**TO BE DONE**
Locate every line in the material below that contains the word "dumpling", and copy each of those lines in full.

**RAW DATA**
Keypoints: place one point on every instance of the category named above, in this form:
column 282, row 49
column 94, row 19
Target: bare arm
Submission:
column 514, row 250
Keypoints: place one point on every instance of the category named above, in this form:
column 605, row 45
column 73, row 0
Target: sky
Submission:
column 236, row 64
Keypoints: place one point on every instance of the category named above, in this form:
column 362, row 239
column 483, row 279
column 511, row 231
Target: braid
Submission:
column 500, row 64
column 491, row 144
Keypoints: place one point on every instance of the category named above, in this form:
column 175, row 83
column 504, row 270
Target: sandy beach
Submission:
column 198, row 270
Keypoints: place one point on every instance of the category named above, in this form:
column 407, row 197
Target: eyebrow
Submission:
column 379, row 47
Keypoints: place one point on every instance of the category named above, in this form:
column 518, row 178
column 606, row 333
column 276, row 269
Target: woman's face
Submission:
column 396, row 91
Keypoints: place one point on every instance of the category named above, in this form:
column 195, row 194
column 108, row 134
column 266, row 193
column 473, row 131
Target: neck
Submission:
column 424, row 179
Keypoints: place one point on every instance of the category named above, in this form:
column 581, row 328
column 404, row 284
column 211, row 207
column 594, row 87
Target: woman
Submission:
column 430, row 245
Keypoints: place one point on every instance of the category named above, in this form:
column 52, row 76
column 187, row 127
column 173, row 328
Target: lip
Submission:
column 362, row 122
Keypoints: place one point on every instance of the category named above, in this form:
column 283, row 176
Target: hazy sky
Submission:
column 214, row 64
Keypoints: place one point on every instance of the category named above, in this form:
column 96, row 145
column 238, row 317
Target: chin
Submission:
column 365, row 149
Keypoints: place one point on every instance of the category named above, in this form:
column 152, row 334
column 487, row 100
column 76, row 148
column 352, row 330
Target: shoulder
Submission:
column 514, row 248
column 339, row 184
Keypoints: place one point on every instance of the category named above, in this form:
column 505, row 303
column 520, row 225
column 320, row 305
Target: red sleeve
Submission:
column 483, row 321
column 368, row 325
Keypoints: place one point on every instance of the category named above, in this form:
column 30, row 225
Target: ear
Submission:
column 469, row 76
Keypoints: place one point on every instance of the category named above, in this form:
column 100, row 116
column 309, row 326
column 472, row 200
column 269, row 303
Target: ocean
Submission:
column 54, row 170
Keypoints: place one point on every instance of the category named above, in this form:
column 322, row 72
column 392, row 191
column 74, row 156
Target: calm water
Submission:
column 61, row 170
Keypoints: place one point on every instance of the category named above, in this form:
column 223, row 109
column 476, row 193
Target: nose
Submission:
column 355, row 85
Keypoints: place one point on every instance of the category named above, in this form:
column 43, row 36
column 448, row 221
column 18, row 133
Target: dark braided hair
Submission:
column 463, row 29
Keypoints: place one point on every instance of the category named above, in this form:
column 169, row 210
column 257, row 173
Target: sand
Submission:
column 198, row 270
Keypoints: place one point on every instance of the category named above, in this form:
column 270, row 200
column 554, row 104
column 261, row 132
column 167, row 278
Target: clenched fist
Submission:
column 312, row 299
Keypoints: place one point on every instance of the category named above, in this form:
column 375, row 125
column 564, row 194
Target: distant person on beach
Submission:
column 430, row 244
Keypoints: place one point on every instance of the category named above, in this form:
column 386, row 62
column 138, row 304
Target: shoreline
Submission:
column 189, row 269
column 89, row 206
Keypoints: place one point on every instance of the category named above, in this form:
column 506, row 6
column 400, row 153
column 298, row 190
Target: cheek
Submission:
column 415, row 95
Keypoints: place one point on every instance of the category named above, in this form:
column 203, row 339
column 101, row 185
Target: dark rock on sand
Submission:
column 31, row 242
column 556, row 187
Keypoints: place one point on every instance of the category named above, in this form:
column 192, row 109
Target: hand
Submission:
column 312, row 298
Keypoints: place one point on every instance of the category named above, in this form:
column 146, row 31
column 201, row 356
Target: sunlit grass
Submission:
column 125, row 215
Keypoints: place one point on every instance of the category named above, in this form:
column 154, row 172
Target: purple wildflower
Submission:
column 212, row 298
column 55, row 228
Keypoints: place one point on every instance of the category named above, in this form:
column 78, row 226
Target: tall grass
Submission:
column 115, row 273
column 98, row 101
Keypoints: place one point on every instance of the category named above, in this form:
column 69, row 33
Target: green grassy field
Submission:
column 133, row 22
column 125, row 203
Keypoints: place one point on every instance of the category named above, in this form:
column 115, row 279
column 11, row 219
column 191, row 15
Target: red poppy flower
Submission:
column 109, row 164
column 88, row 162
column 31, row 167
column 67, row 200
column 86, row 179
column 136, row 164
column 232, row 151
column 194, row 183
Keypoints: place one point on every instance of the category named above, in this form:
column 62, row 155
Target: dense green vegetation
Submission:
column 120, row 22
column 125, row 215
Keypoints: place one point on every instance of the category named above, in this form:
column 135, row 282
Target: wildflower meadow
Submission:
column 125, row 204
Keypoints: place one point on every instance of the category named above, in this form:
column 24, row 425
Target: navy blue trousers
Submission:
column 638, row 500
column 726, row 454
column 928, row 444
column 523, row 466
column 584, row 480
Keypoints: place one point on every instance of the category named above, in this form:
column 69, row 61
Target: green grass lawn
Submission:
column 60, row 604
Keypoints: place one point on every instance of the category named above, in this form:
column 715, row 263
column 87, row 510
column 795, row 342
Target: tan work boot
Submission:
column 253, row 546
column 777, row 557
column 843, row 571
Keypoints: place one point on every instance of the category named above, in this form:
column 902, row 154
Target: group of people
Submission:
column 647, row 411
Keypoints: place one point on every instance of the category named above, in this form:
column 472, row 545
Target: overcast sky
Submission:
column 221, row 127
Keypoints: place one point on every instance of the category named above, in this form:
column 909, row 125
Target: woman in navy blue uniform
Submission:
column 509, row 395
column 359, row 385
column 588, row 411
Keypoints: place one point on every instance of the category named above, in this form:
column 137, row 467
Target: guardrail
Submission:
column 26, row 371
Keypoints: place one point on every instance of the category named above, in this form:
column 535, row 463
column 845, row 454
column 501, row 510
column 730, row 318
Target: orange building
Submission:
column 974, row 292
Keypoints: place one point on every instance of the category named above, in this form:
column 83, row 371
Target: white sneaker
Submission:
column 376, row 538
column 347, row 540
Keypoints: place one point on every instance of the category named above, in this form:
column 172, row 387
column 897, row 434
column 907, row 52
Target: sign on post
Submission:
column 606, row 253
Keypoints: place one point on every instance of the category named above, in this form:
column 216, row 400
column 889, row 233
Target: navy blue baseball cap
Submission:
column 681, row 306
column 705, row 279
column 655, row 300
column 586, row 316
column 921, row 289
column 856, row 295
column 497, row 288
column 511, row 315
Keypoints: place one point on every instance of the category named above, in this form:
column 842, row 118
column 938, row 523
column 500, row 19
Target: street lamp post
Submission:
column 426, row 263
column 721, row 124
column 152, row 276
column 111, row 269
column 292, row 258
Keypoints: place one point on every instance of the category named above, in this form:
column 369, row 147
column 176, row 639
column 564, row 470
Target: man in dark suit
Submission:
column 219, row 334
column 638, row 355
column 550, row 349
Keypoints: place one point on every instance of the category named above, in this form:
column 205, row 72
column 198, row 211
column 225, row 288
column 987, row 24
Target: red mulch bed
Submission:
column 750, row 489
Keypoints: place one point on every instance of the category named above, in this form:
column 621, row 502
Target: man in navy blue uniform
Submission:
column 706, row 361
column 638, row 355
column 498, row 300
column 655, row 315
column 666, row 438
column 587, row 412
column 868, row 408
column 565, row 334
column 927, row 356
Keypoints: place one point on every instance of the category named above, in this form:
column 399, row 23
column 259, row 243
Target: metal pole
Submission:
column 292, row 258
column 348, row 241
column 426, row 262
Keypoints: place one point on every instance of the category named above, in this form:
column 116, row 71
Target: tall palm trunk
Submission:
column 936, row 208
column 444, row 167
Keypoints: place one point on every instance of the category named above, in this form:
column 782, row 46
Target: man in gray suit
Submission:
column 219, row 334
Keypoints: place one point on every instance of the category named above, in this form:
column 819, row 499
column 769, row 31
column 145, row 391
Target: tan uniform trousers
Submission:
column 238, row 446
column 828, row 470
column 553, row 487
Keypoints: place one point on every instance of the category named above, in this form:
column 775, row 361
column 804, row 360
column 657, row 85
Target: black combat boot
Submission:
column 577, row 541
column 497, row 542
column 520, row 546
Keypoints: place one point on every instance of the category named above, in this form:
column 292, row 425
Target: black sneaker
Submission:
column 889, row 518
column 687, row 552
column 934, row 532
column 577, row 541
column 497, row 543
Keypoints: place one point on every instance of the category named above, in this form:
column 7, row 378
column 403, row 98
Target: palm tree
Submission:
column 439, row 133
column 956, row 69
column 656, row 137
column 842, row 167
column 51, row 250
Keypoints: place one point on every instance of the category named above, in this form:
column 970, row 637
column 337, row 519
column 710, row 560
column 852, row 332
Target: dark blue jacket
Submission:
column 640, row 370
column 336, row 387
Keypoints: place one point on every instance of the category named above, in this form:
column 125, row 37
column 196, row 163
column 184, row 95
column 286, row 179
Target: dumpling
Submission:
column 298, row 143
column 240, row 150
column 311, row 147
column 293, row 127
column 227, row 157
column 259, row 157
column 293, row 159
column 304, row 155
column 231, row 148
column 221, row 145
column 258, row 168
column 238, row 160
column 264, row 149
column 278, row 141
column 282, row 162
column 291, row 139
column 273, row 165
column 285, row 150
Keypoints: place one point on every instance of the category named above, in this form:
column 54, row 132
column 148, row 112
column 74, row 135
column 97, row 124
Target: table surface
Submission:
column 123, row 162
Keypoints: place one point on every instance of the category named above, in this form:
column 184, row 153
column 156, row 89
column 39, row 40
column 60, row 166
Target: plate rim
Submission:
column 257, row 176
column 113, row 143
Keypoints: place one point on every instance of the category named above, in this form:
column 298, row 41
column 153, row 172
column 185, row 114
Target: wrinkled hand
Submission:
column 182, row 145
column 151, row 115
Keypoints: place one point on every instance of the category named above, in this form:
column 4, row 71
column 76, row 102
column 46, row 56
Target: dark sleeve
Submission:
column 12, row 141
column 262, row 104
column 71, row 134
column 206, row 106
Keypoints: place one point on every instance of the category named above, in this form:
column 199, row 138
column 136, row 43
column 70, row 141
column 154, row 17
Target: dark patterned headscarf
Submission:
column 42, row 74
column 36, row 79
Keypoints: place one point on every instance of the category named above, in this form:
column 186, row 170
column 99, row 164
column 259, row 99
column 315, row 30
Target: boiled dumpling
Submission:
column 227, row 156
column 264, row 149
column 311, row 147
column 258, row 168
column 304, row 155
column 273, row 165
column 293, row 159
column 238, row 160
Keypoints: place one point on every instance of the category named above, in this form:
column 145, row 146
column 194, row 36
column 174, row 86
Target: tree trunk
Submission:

**RESPONSE TO THIS EXERCISE**
Target: dumpling
Target: boiled dumpling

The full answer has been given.